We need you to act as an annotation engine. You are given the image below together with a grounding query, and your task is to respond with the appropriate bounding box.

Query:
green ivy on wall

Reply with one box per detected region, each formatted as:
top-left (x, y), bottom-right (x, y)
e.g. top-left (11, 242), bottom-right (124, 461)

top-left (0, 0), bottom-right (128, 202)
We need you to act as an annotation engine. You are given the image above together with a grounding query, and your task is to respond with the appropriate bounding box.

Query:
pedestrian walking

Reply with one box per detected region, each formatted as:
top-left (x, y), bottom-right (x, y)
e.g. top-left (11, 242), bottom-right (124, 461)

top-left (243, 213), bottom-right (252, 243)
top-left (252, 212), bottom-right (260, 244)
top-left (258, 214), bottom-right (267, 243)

■ WHAT TO DO ■
Rewrite all of the lines above with every instance of "annotation engine" renamed to "labeling tool", and leave everything else untouched.

■ OUTPUT FOR THIS EXERCISE ■
We need you to act as an labeling tool. You are given the image below together with a grounding query, and your task is to respond with the appropriate bounding box.

Query:
green ivy on wall

Reply with one box per detected region, each formatted as:
top-left (x, y), bottom-right (x, y)
e.g. top-left (11, 242), bottom-right (124, 461)

top-left (0, 0), bottom-right (128, 202)
We need you to act as an labeling tool. You are given the image above together with a grounding query, and your task is to respond with the appropriate bounding box.

Query:
pedestrian walking

Reply with one box per detected region, each formatted as:
top-left (x, y), bottom-right (x, y)
e.g. top-left (11, 242), bottom-right (124, 461)

top-left (243, 213), bottom-right (252, 243)
top-left (252, 212), bottom-right (260, 244)
top-left (258, 214), bottom-right (267, 243)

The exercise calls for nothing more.